> [REQUEST]: Take the line containing "Give the mask of every instance of the bird's" and all lines after it to the end of the records, and output them exactly.

begin DATA SECTION

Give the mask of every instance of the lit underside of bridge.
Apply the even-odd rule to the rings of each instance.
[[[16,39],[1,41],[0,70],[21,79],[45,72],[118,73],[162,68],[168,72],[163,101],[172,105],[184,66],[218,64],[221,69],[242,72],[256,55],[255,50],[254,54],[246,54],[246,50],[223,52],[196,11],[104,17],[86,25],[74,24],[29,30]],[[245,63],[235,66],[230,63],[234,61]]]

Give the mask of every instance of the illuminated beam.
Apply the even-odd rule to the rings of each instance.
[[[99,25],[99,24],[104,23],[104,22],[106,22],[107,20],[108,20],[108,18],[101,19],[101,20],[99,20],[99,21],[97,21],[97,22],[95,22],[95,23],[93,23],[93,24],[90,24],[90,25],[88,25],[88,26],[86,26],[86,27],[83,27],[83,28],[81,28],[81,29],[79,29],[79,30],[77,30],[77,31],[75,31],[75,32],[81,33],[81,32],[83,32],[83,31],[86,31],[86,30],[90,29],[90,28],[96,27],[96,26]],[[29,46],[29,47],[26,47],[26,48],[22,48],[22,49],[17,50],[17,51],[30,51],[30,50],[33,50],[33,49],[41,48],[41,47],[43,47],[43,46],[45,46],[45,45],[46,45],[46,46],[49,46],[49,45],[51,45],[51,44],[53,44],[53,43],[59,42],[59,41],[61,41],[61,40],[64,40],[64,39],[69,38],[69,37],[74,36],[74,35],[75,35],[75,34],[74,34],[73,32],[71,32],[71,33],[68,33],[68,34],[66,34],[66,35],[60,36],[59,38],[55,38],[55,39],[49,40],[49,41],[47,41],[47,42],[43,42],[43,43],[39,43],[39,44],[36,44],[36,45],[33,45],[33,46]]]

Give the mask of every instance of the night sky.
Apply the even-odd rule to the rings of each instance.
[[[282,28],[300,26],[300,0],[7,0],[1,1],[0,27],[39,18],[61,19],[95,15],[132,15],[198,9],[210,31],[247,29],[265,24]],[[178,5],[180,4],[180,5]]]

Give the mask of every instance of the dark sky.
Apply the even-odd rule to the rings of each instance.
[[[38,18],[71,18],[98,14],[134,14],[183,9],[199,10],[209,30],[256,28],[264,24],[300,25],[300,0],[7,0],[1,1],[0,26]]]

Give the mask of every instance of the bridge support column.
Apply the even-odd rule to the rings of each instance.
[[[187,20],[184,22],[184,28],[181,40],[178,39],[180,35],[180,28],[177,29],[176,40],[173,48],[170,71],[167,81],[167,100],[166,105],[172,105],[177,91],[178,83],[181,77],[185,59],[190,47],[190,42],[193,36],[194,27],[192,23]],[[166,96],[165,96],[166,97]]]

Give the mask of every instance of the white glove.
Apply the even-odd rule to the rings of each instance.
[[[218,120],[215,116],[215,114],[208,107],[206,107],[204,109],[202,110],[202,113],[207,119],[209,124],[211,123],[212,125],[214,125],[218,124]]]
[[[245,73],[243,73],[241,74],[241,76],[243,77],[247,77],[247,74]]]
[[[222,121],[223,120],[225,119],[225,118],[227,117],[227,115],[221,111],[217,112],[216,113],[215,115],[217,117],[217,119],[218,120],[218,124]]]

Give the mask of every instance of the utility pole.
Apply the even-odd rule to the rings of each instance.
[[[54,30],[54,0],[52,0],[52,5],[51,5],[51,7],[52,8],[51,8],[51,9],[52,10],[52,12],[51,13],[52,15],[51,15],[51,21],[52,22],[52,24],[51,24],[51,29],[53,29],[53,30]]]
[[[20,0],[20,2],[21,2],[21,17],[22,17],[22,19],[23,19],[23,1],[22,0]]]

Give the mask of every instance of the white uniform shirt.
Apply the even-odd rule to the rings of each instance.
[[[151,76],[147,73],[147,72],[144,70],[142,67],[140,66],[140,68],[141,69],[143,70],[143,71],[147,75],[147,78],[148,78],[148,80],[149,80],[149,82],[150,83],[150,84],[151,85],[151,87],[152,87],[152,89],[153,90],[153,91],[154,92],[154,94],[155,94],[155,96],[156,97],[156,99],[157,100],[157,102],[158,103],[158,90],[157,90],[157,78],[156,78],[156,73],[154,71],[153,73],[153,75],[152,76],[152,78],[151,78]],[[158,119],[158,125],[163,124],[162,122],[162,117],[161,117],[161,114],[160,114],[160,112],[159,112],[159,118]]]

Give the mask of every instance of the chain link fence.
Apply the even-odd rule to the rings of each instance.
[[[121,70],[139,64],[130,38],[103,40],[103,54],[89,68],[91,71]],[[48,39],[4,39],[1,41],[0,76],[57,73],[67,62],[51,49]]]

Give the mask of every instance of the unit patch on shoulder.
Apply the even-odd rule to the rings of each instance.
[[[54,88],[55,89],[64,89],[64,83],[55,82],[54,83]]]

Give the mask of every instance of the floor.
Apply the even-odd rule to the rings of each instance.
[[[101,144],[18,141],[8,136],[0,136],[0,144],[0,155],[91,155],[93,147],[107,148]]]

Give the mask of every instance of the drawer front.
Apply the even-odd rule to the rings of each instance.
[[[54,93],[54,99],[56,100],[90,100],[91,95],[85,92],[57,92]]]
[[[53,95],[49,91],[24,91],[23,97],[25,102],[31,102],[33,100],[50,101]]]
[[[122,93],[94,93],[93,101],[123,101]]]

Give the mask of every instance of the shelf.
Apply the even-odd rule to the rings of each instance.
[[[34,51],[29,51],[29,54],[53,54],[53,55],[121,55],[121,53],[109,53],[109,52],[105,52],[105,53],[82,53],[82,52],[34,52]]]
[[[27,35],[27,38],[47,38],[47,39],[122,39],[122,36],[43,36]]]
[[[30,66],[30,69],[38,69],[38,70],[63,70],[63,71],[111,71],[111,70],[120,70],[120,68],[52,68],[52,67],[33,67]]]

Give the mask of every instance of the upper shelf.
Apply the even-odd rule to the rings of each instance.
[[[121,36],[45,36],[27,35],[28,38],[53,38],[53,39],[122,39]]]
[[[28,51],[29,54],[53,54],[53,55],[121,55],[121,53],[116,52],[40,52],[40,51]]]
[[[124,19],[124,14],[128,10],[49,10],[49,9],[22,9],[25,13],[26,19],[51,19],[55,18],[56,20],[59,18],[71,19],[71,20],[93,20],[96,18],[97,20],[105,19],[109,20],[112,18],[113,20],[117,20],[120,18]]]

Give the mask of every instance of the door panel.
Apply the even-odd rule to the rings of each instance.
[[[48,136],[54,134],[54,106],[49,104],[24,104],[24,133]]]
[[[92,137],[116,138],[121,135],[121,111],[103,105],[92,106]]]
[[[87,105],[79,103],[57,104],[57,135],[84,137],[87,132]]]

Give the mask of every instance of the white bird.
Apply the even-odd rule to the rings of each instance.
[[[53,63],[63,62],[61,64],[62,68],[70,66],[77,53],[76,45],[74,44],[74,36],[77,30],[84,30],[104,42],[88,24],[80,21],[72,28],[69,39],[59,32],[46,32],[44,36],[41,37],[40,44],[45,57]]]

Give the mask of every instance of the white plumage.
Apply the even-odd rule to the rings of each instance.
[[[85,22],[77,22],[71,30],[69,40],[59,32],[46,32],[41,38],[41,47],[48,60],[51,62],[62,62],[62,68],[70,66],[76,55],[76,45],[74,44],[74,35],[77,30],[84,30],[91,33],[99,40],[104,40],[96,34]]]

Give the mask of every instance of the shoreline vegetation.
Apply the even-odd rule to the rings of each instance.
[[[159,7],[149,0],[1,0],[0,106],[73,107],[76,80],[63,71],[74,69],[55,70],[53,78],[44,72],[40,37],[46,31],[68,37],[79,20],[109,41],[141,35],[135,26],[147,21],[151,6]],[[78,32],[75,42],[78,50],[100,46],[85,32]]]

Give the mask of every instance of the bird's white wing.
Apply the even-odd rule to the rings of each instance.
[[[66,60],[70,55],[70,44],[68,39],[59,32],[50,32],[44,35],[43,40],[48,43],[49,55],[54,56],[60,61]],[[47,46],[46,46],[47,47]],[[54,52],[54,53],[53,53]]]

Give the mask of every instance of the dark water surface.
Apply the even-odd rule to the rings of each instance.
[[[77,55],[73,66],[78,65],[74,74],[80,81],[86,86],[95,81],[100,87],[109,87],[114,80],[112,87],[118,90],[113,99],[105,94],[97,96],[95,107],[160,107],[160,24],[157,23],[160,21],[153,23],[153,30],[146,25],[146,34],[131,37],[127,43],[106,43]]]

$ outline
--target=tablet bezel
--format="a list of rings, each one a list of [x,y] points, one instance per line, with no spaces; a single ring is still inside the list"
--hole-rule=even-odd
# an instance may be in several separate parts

end DATA SECTION

> [TASK RESULT]:
Give the mask of every instance of the bird's white wing.
Apply the even-odd rule to the rings of each instance.
[[[66,60],[70,55],[70,44],[68,39],[59,32],[50,32],[44,35],[43,40],[48,43],[49,55],[54,56],[60,61]],[[47,46],[46,46],[47,47]],[[54,52],[54,53],[53,53]]]

Give the mask of every instance of the dark water surface.
Apply the even-odd rule to the rings of each instance.
[[[77,55],[73,66],[78,65],[74,74],[80,81],[86,86],[95,81],[100,87],[109,87],[114,80],[112,87],[118,90],[113,99],[105,94],[97,96],[95,107],[160,107],[160,24],[157,23],[160,21],[153,23],[153,30],[146,25],[146,34],[131,37],[127,43],[106,43]]]

$ outline
--target=tablet bezel
--format="a list of rings, each one a list of [x,y] points, one instance per line, with no spaces; a single ring is still inside the list"
--hole-rule=even-odd
# an instance may be in several separate parts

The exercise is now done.